> [Consignes]:
- 1) D'après l'extrait source, quels articles du Code civil encadrent la procédure participative ?
- 2) Résumez plus brièvement le paragraphe de l'extrait source qui commence par « La procédure participative présente cependant des limites », sans en perdre les faits essentiels.
- 3) Transcrivez le passage de l'extrait source qui commence par « Les autres clauses » et se termine par « May 2006, p. 2). ».

La procédure participative présente cependant des limites. Elle est strictement encadrée par les articles 2062 et suivants du Code civil. Chacune des parties est ainsi tenue de se faire assister d’un ou de plusieurs avocats. Une telle rigueur et le coût financier qui en résulte la rendent inadaptée aux petits litiges comme notamment les litiges relevant du droit de la consommation.
 
Parce qu’économiquement plus lourde et rallongeant le temps de la renégociation, l’option du recours au tiers dans la renégociation « n’a d’intérêt qu’en raison de la complexité de l’opération réalisée par le contrat, de son onérosité et peut être surtout des particularités de la relation d’affaires ».
 
Les autres clauses de règlement amiable. Bien de clauses s’efforcent également d’accompagner les sociétés dans la résolution du conflit. Les grands classiques du règlement de différends sont les clauses transactionnelles. Les clauses dites « representative trust technique » sont plus connues dans les systèmes anglo-saxons. Leur but est d’atténuer la portée de la clause d’immutabilité dont l’objectif est de faire obstacle à la révision ultérieure du contrat (v. Kevin E. Davis, The demand for immutable contracts : another look at the law and economics of contract modifications, New York University Law Review, volume 81, number 2, May 2006, p. 2).
 
Le droit des sociétés requiert beaucoup de technicité, qu’il s’agisse de gérer l’entreprise ou d’organiser sa transmission (v. Aziber Seïd A., Le changement de la forme sociale dans le cadre du redressement de l'entreprise en droit OHADA, Bulletin Joly Sociétés n° 9, sept. 2013, p. 604). Parce que ce type d’opérations est long et fastidieux, elles sont souvent anticipées contractuellement. Les clauses de garanties de passifs sont l’une d’elles.

> [Données disponibles]:
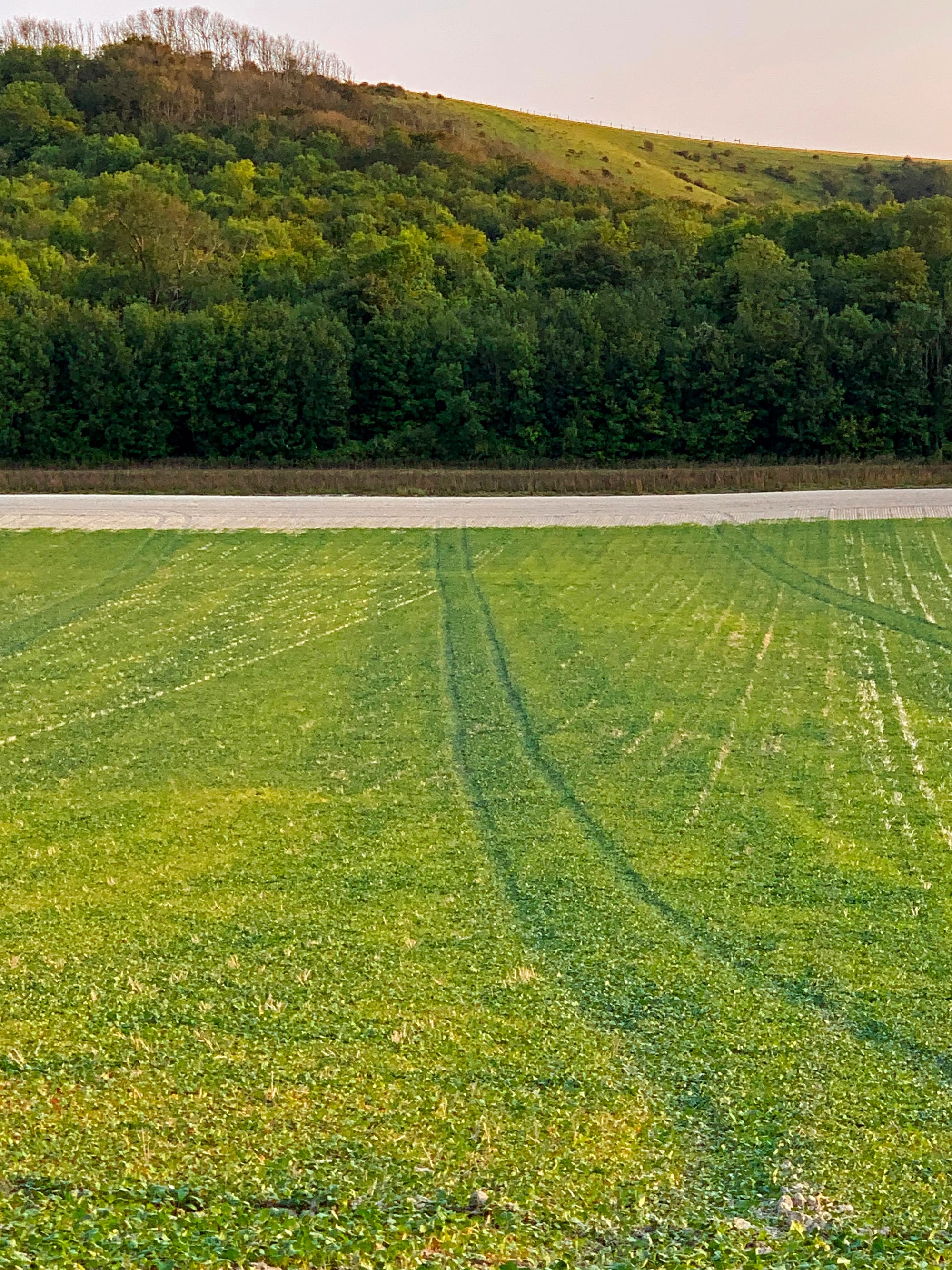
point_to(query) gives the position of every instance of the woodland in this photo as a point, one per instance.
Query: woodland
(238, 253)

> [Réponses fournies]:
- 1) Les articles 2062 et suivants du Code civil.

- 2) La procédure participative a ses limites. Elle est strictement encadrée par les articles 2062 et suivants du Code civil et oblige chaque partie à se faire assister d'au moins un avocat. Cette rigueur et son coût la rendent inadaptée aux petits litiges, notamment en droit de la consommation.

- 3)
Les autres clauses de règlement amiable. Bien de clauses s’efforcent également d’accompagner les sociétés dans la résolution du conflit. Les grands classiques du règlement de différends sont les clauses transactionnelles. Les clauses dites « representative trust technique » sont plus connues dans les systèmes anglo-saxons. Leur but est d’atténuer la portée de la clause d’immutabilité dont l’objectif est de faire obstacle à la révision ultérieure du contrat (v. Kevin E. Davis, The demand for immutable contracts : another look at the law and economics of contract modifications, New York University Law Review, volume 81, number 2, May 2006, p. 2).